# Required work:
Rewrite every line of the data below as a JSON list of strings, one string per line, skipping blank lines. Leave the pictures out of the list.
## Start Material shown
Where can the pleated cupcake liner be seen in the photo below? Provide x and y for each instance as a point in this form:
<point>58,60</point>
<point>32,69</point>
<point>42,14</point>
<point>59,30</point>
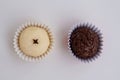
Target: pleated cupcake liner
<point>20,53</point>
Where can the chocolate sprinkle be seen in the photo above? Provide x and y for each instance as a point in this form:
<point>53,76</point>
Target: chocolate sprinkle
<point>85,42</point>
<point>35,41</point>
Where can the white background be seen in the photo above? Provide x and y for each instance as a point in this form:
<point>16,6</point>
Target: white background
<point>60,15</point>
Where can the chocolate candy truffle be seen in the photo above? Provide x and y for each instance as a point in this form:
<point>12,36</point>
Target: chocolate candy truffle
<point>85,42</point>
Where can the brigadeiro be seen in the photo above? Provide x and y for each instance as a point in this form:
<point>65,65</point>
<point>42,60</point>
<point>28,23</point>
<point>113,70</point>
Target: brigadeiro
<point>85,42</point>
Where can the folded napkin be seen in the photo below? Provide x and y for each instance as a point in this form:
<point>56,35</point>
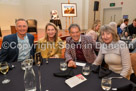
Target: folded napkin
<point>100,70</point>
<point>66,74</point>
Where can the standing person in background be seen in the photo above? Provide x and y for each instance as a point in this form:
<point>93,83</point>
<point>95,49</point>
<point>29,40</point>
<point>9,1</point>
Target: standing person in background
<point>132,28</point>
<point>78,50</point>
<point>119,30</point>
<point>51,45</point>
<point>94,32</point>
<point>114,52</point>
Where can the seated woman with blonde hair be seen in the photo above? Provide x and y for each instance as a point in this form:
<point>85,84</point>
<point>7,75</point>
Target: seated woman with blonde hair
<point>51,45</point>
<point>114,51</point>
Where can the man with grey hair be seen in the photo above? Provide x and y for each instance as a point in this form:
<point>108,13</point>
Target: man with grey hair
<point>77,48</point>
<point>19,46</point>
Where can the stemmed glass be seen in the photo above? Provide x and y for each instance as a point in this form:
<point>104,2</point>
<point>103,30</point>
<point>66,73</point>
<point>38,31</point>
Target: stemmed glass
<point>4,68</point>
<point>106,83</point>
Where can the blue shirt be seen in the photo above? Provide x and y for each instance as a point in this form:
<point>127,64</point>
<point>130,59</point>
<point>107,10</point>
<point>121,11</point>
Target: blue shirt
<point>24,48</point>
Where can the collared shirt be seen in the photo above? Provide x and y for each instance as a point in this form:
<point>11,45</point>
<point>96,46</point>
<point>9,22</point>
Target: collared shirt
<point>24,48</point>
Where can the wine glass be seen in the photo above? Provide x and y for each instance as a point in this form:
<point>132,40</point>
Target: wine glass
<point>4,68</point>
<point>106,83</point>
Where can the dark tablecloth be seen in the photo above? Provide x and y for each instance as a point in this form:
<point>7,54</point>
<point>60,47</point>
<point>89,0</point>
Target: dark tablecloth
<point>52,83</point>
## End Material shown
# Exercise output:
[
  "Where can the pleated cupcake liner be seen in the photo below? Provide x and y for each instance as a point in this form:",
  "<point>58,60</point>",
  "<point>32,69</point>",
  "<point>42,14</point>",
  "<point>59,30</point>",
  "Target: pleated cupcake liner",
  "<point>20,53</point>",
  "Where can the chocolate sprinkle be seen in the photo above? Provide x and y for each instance as a point in this form:",
  "<point>53,76</point>",
  "Target: chocolate sprinkle",
  "<point>85,42</point>",
  "<point>35,41</point>",
  "Where can the white background be seen in the photo above? Provide x and y for each instance as a point in this form:",
  "<point>16,6</point>",
  "Target: white background",
  "<point>60,15</point>",
  "Where can the chocolate candy truffle be seen in the photo above? Provide x and y for each instance as a point in this form:",
  "<point>12,36</point>",
  "Target: chocolate candy truffle",
  "<point>85,42</point>",
  "Where can the brigadeiro be seen in the photo above? Provide x and y for each instance as a point in this form:",
  "<point>65,65</point>",
  "<point>42,60</point>",
  "<point>28,23</point>",
  "<point>113,70</point>",
  "Target: brigadeiro",
  "<point>85,42</point>",
  "Where can the folded napkin be seen in the photo below? Provide x and y for each instance as a point in this form:",
  "<point>56,35</point>",
  "Target: folded napkin",
  "<point>100,70</point>",
  "<point>66,74</point>",
  "Where can the standing person in background be seen in the photo above? Provide x and y for each instance as a point in this form:",
  "<point>93,83</point>",
  "<point>95,49</point>",
  "<point>29,40</point>",
  "<point>9,1</point>",
  "Target: standing person in background",
  "<point>132,28</point>",
  "<point>78,50</point>",
  "<point>119,30</point>",
  "<point>51,45</point>",
  "<point>94,32</point>",
  "<point>114,52</point>",
  "Where can the seated woman with blonde hair be seen in the photo above? Provide x and y for each instance as a point in this form:",
  "<point>85,84</point>",
  "<point>7,75</point>",
  "Target: seated woman with blonde hair",
  "<point>51,45</point>",
  "<point>114,51</point>",
  "Where can the man with grey hair be seen in the photo above? Provide x and y for each instance as a point in this form:",
  "<point>108,13</point>",
  "Target: man with grey hair",
  "<point>77,48</point>",
  "<point>19,46</point>",
  "Where can the stemmed glass be seen in the photo above? Provide x and y for each instance as a point in this form:",
  "<point>104,2</point>",
  "<point>103,30</point>",
  "<point>66,73</point>",
  "<point>38,31</point>",
  "Target: stemmed glass",
  "<point>4,68</point>",
  "<point>106,83</point>",
  "Where can the blue shirt be seen in the photo above? Provide x and y for each instance as a point in this form:",
  "<point>127,64</point>",
  "<point>130,59</point>",
  "<point>107,10</point>",
  "<point>121,11</point>",
  "Target: blue shirt",
  "<point>24,48</point>",
  "Where can the collared shirt be seen in the photo above? Provide x and y for each instance as a point in this form:",
  "<point>11,45</point>",
  "<point>96,46</point>",
  "<point>9,22</point>",
  "Target: collared shirt",
  "<point>24,48</point>",
  "Where can the wine glass be seen in the photo above? Provide x and y for each instance as a point in this form:",
  "<point>132,40</point>",
  "Target: wine glass",
  "<point>4,68</point>",
  "<point>106,83</point>",
  "Where can the dark tablecloth be seen in the photo above? Provide x and y for each instance as a point in this form:",
  "<point>7,54</point>",
  "<point>60,47</point>",
  "<point>89,0</point>",
  "Target: dark tablecloth",
  "<point>52,83</point>"
]